> _Given task_: Please count the lines in the material below that contain the word "stone". Reply with the number alone.

-- Begin --

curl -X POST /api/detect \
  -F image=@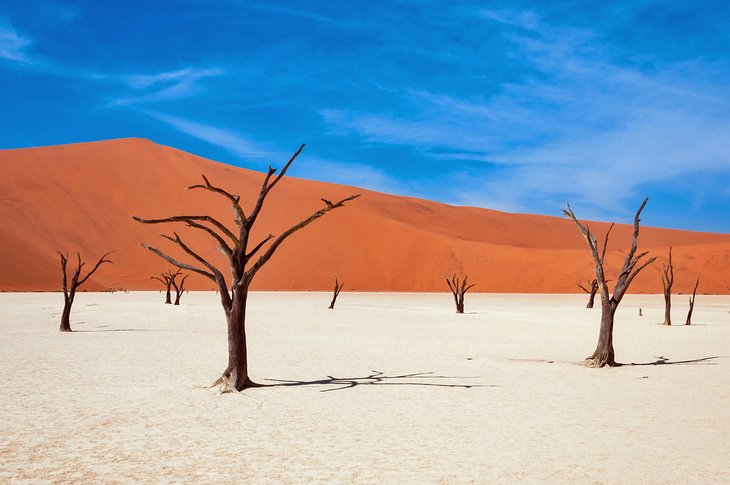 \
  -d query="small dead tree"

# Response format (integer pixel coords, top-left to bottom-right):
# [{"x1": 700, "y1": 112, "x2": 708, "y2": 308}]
[
  {"x1": 172, "y1": 274, "x2": 190, "y2": 305},
  {"x1": 150, "y1": 270, "x2": 180, "y2": 305},
  {"x1": 662, "y1": 246, "x2": 674, "y2": 325},
  {"x1": 58, "y1": 251, "x2": 111, "y2": 332},
  {"x1": 578, "y1": 278, "x2": 598, "y2": 308},
  {"x1": 133, "y1": 145, "x2": 359, "y2": 392},
  {"x1": 446, "y1": 275, "x2": 476, "y2": 313},
  {"x1": 328, "y1": 276, "x2": 345, "y2": 310},
  {"x1": 684, "y1": 276, "x2": 700, "y2": 325},
  {"x1": 563, "y1": 197, "x2": 656, "y2": 367}
]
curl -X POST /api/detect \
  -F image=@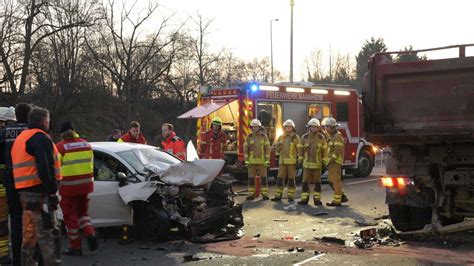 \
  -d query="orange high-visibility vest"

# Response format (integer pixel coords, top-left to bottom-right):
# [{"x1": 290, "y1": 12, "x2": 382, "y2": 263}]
[{"x1": 12, "y1": 128, "x2": 62, "y2": 189}]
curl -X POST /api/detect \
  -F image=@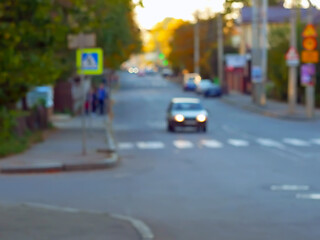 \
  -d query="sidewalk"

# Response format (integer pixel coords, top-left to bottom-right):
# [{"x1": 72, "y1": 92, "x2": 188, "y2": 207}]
[
  {"x1": 0, "y1": 205, "x2": 141, "y2": 240},
  {"x1": 0, "y1": 115, "x2": 118, "y2": 173},
  {"x1": 221, "y1": 93, "x2": 320, "y2": 121}
]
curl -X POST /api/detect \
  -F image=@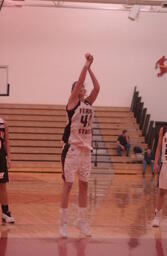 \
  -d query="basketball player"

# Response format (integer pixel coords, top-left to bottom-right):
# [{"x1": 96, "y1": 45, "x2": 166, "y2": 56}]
[
  {"x1": 0, "y1": 118, "x2": 14, "y2": 223},
  {"x1": 152, "y1": 126, "x2": 167, "y2": 227},
  {"x1": 59, "y1": 54, "x2": 100, "y2": 238}
]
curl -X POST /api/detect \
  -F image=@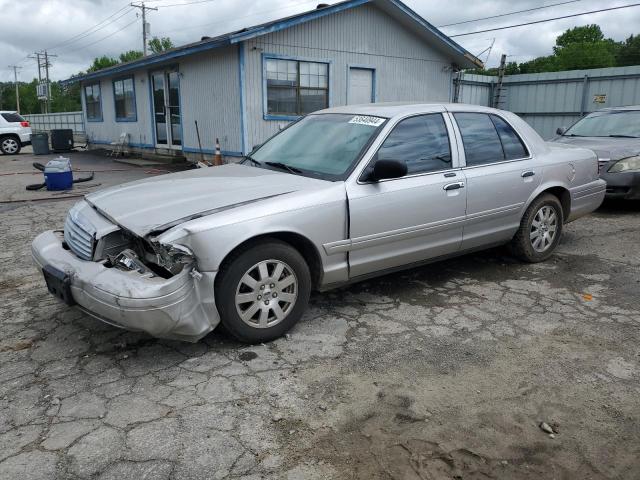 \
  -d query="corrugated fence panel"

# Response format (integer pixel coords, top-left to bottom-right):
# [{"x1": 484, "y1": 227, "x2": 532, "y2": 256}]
[
  {"x1": 245, "y1": 4, "x2": 452, "y2": 146},
  {"x1": 460, "y1": 66, "x2": 640, "y2": 139},
  {"x1": 23, "y1": 112, "x2": 84, "y2": 134}
]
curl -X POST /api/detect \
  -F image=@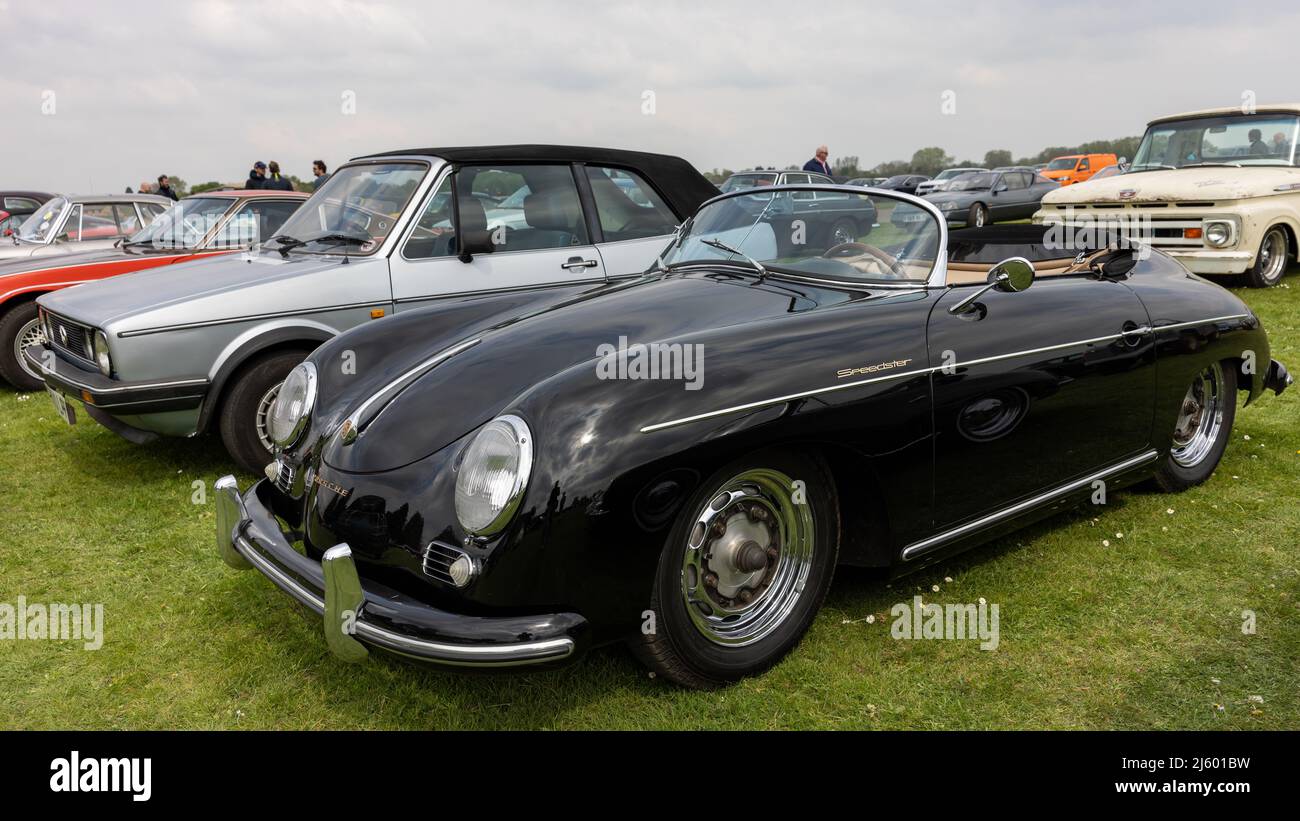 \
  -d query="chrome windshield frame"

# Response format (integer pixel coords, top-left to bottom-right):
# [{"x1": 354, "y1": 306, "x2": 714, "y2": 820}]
[{"x1": 676, "y1": 184, "x2": 948, "y2": 290}]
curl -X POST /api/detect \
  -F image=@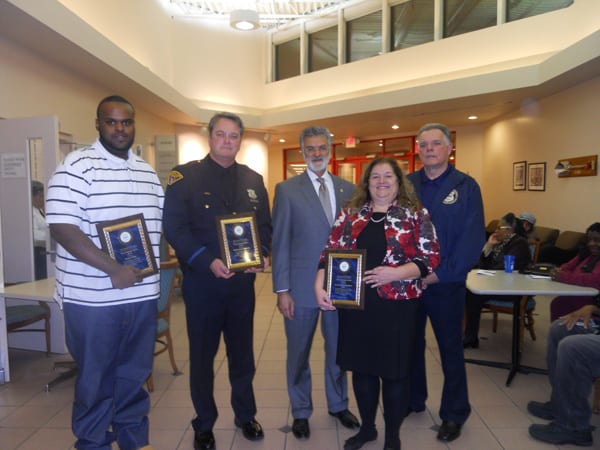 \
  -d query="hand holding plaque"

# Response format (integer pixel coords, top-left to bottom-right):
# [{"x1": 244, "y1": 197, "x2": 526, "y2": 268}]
[
  {"x1": 325, "y1": 249, "x2": 367, "y2": 309},
  {"x1": 96, "y1": 214, "x2": 158, "y2": 277},
  {"x1": 216, "y1": 213, "x2": 263, "y2": 272}
]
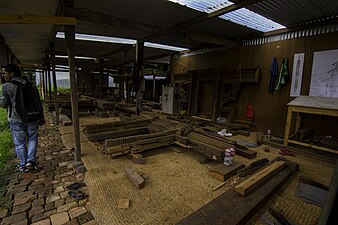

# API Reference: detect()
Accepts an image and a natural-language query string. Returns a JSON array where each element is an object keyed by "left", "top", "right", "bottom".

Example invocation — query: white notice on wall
[
  {"left": 290, "top": 53, "right": 304, "bottom": 97},
  {"left": 309, "top": 49, "right": 338, "bottom": 98}
]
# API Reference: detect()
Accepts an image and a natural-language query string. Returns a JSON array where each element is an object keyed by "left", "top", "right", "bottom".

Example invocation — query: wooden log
[
  {"left": 177, "top": 163, "right": 292, "bottom": 225},
  {"left": 124, "top": 168, "right": 145, "bottom": 189},
  {"left": 235, "top": 161, "right": 286, "bottom": 196},
  {"left": 209, "top": 161, "right": 245, "bottom": 181},
  {"left": 128, "top": 153, "right": 146, "bottom": 165},
  {"left": 60, "top": 114, "right": 72, "bottom": 126},
  {"left": 87, "top": 127, "right": 148, "bottom": 141},
  {"left": 188, "top": 139, "right": 225, "bottom": 162}
]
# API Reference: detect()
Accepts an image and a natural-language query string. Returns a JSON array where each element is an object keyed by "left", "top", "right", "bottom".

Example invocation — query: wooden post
[
  {"left": 43, "top": 70, "right": 48, "bottom": 101},
  {"left": 65, "top": 26, "right": 81, "bottom": 161},
  {"left": 152, "top": 69, "right": 156, "bottom": 101},
  {"left": 39, "top": 70, "right": 45, "bottom": 100},
  {"left": 46, "top": 51, "right": 52, "bottom": 102},
  {"left": 99, "top": 59, "right": 103, "bottom": 99},
  {"left": 50, "top": 43, "right": 60, "bottom": 125},
  {"left": 284, "top": 106, "right": 292, "bottom": 145},
  {"left": 134, "top": 41, "right": 144, "bottom": 115}
]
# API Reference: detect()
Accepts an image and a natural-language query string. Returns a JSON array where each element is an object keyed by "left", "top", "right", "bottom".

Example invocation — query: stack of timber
[
  {"left": 187, "top": 129, "right": 257, "bottom": 162},
  {"left": 115, "top": 103, "right": 136, "bottom": 114},
  {"left": 102, "top": 130, "right": 177, "bottom": 157},
  {"left": 95, "top": 99, "right": 115, "bottom": 110},
  {"left": 177, "top": 158, "right": 299, "bottom": 225},
  {"left": 149, "top": 119, "right": 190, "bottom": 132},
  {"left": 85, "top": 119, "right": 153, "bottom": 141},
  {"left": 116, "top": 112, "right": 152, "bottom": 121}
]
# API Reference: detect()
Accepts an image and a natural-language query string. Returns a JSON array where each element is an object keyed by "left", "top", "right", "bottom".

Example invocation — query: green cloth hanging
[{"left": 275, "top": 57, "right": 289, "bottom": 91}]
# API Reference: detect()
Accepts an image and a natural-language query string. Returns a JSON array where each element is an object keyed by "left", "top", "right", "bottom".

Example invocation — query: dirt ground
[{"left": 60, "top": 116, "right": 334, "bottom": 225}]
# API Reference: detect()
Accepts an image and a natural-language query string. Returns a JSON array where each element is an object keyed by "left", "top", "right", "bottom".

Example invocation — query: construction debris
[{"left": 124, "top": 168, "right": 145, "bottom": 189}]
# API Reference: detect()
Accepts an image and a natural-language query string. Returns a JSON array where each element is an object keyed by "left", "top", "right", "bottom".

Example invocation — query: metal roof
[
  {"left": 0, "top": 0, "right": 338, "bottom": 65},
  {"left": 169, "top": 0, "right": 285, "bottom": 32}
]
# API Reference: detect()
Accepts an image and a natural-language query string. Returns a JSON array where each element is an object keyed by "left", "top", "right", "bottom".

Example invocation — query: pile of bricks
[{"left": 0, "top": 118, "right": 97, "bottom": 225}]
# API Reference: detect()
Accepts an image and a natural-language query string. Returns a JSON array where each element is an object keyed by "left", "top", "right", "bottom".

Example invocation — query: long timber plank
[
  {"left": 177, "top": 167, "right": 292, "bottom": 225},
  {"left": 87, "top": 127, "right": 148, "bottom": 141}
]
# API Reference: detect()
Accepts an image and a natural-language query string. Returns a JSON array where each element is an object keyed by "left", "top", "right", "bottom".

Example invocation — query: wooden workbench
[{"left": 284, "top": 96, "right": 338, "bottom": 154}]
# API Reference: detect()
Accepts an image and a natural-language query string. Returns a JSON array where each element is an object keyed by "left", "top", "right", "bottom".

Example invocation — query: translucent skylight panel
[
  {"left": 144, "top": 42, "right": 189, "bottom": 52},
  {"left": 168, "top": 0, "right": 285, "bottom": 32},
  {"left": 56, "top": 32, "right": 189, "bottom": 52}
]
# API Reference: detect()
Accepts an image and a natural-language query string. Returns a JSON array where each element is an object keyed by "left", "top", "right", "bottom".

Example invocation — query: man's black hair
[{"left": 2, "top": 64, "right": 21, "bottom": 77}]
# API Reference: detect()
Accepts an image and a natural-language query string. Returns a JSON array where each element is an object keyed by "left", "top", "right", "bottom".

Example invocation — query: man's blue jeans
[{"left": 10, "top": 122, "right": 39, "bottom": 167}]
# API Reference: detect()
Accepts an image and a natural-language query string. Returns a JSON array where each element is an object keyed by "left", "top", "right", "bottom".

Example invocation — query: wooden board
[
  {"left": 209, "top": 161, "right": 245, "bottom": 181},
  {"left": 124, "top": 168, "right": 145, "bottom": 189},
  {"left": 235, "top": 161, "right": 286, "bottom": 195},
  {"left": 177, "top": 167, "right": 292, "bottom": 225}
]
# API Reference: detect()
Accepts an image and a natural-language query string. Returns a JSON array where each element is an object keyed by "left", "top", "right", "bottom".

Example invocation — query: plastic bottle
[{"left": 224, "top": 149, "right": 231, "bottom": 166}]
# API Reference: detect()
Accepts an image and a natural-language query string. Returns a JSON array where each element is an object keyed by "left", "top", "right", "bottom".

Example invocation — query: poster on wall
[
  {"left": 290, "top": 53, "right": 305, "bottom": 97},
  {"left": 309, "top": 49, "right": 338, "bottom": 98}
]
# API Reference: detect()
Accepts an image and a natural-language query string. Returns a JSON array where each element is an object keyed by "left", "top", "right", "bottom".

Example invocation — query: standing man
[{"left": 0, "top": 64, "right": 45, "bottom": 172}]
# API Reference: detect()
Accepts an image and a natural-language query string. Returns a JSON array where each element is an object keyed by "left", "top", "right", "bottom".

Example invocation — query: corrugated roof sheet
[
  {"left": 168, "top": 0, "right": 285, "bottom": 32},
  {"left": 247, "top": 0, "right": 338, "bottom": 27}
]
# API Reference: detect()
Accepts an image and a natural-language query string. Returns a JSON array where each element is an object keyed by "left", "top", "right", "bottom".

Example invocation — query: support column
[
  {"left": 212, "top": 73, "right": 222, "bottom": 121},
  {"left": 46, "top": 51, "right": 52, "bottom": 102},
  {"left": 65, "top": 26, "right": 81, "bottom": 161},
  {"left": 99, "top": 59, "right": 103, "bottom": 99},
  {"left": 152, "top": 69, "right": 156, "bottom": 102},
  {"left": 39, "top": 70, "right": 45, "bottom": 100},
  {"left": 134, "top": 41, "right": 144, "bottom": 115},
  {"left": 50, "top": 43, "right": 59, "bottom": 125},
  {"left": 43, "top": 69, "right": 48, "bottom": 101}
]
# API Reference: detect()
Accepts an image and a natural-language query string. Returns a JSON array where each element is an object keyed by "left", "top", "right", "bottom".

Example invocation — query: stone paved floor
[{"left": 0, "top": 115, "right": 97, "bottom": 225}]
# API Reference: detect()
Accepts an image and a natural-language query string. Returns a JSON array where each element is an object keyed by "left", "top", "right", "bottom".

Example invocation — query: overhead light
[
  {"left": 55, "top": 55, "right": 96, "bottom": 60},
  {"left": 144, "top": 42, "right": 189, "bottom": 52},
  {"left": 56, "top": 32, "right": 189, "bottom": 52},
  {"left": 56, "top": 32, "right": 136, "bottom": 44},
  {"left": 168, "top": 0, "right": 285, "bottom": 32}
]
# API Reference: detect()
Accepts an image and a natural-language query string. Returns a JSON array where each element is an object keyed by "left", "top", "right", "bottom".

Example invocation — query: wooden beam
[
  {"left": 65, "top": 8, "right": 162, "bottom": 33},
  {"left": 0, "top": 15, "right": 76, "bottom": 25},
  {"left": 189, "top": 34, "right": 237, "bottom": 47},
  {"left": 235, "top": 161, "right": 286, "bottom": 196},
  {"left": 17, "top": 64, "right": 47, "bottom": 70},
  {"left": 64, "top": 26, "right": 81, "bottom": 161},
  {"left": 177, "top": 163, "right": 293, "bottom": 225}
]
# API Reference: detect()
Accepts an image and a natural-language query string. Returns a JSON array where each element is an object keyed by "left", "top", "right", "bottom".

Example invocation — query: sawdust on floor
[{"left": 60, "top": 115, "right": 334, "bottom": 225}]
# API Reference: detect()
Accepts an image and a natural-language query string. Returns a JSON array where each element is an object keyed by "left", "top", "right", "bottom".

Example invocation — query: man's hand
[{"left": 38, "top": 118, "right": 46, "bottom": 126}]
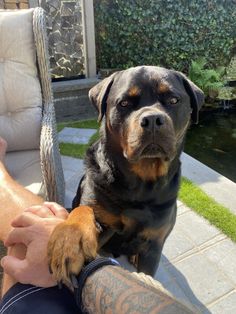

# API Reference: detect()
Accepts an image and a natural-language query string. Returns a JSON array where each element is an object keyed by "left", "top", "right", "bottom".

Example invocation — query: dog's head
[{"left": 89, "top": 66, "right": 204, "bottom": 179}]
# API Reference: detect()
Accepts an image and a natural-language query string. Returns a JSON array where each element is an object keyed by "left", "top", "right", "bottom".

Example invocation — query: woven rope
[{"left": 33, "top": 8, "right": 65, "bottom": 205}]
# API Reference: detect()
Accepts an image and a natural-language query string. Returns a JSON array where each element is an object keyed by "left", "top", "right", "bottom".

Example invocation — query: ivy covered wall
[{"left": 94, "top": 0, "right": 236, "bottom": 72}]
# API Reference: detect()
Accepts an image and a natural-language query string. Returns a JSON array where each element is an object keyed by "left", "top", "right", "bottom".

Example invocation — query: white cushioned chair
[{"left": 0, "top": 8, "right": 65, "bottom": 205}]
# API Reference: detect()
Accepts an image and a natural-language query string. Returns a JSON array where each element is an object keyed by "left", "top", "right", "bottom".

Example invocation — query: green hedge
[{"left": 94, "top": 0, "right": 236, "bottom": 72}]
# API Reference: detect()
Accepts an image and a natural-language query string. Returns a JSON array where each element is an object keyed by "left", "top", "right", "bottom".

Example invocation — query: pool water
[{"left": 184, "top": 110, "right": 236, "bottom": 182}]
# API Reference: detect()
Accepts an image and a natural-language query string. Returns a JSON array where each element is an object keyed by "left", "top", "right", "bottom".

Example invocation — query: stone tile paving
[{"left": 59, "top": 127, "right": 236, "bottom": 314}]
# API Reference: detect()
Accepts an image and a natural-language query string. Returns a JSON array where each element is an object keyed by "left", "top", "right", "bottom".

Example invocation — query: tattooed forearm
[{"left": 83, "top": 266, "right": 193, "bottom": 314}]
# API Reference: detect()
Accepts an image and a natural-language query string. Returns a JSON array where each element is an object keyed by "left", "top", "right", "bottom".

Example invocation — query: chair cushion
[
  {"left": 0, "top": 9, "right": 42, "bottom": 151},
  {"left": 5, "top": 150, "right": 45, "bottom": 197}
]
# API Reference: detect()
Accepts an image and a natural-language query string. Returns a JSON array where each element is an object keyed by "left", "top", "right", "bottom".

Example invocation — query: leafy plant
[
  {"left": 188, "top": 58, "right": 225, "bottom": 101},
  {"left": 94, "top": 0, "right": 236, "bottom": 73}
]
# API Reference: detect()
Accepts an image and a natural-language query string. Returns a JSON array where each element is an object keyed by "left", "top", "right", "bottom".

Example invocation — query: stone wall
[
  {"left": 40, "top": 0, "right": 85, "bottom": 78},
  {"left": 0, "top": 0, "right": 85, "bottom": 78},
  {"left": 0, "top": 0, "right": 29, "bottom": 9}
]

-- End --

> _Reply_: 3